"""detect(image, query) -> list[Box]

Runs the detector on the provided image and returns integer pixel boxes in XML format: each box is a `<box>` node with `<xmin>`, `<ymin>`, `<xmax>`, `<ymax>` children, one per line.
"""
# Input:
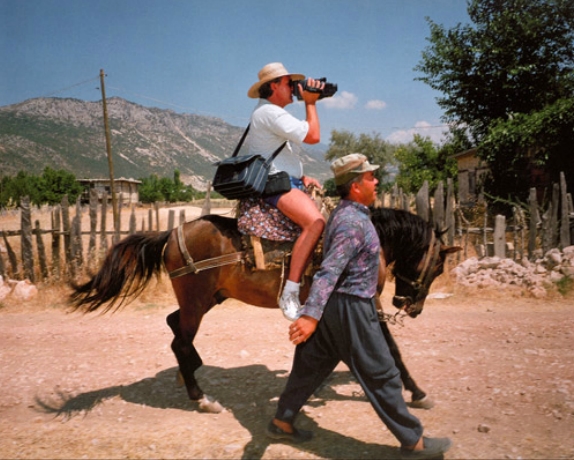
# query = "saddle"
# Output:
<box><xmin>236</xmin><ymin>189</ymin><xmax>334</xmax><ymax>270</ymax></box>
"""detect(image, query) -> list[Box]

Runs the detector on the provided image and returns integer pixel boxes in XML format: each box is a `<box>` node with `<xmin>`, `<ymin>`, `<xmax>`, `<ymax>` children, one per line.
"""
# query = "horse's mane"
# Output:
<box><xmin>371</xmin><ymin>208</ymin><xmax>433</xmax><ymax>265</ymax></box>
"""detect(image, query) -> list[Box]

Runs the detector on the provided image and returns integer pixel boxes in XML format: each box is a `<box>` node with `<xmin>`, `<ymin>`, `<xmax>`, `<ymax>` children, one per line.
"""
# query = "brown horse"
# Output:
<box><xmin>71</xmin><ymin>208</ymin><xmax>460</xmax><ymax>410</ymax></box>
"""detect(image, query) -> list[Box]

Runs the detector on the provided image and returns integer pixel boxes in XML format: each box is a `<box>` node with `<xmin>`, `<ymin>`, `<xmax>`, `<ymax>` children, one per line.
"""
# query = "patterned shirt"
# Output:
<box><xmin>301</xmin><ymin>200</ymin><xmax>381</xmax><ymax>320</ymax></box>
*-*-*
■ **WORK TO BE COMPLETED**
Copy out all of the records above word for word, omitting the pictures.

■ **TASK RESPONSE**
"""detect(image, query) -> list[Box]

Runs the detector on the provided image and returns integer pixel boxes in XML format: each box is a `<box>` node with `<xmin>`, `<ymin>`, `<xmax>`, `<ymax>` children, one per line.
"""
# Input:
# query = "saddle"
# Output:
<box><xmin>236</xmin><ymin>189</ymin><xmax>334</xmax><ymax>270</ymax></box>
"""detect(image, query) -> list[Box]

Runs the detector on the provided image and returns integer pixel boxes in XML format: each box is a `<box>` node with `<xmin>`, `<ymin>`, `<xmax>`, `<ymax>` children, one per line.
"""
# query = "horse's mane"
# Output:
<box><xmin>371</xmin><ymin>208</ymin><xmax>433</xmax><ymax>265</ymax></box>
"""detect(image, query) -> list[Box]

Runs the detector on the provided image and returns integer pixel boxes in XML format: each box is a `<box>` node with `<xmin>`, `<ymin>`, `<xmax>`, `<ymax>` children, one per line.
"""
# query = "brown horse"
# Output:
<box><xmin>71</xmin><ymin>208</ymin><xmax>460</xmax><ymax>410</ymax></box>
"""detect(image, query) -> list[Box]

Runs the detector on the provided image and returns integer pixel boxes in XML format: each box is a `<box>` node with `<xmin>`, `<ymin>`, `<xmax>`, `<ymax>` children, one per line.
"""
# query = "patterned shirt"
# Output:
<box><xmin>301</xmin><ymin>200</ymin><xmax>381</xmax><ymax>320</ymax></box>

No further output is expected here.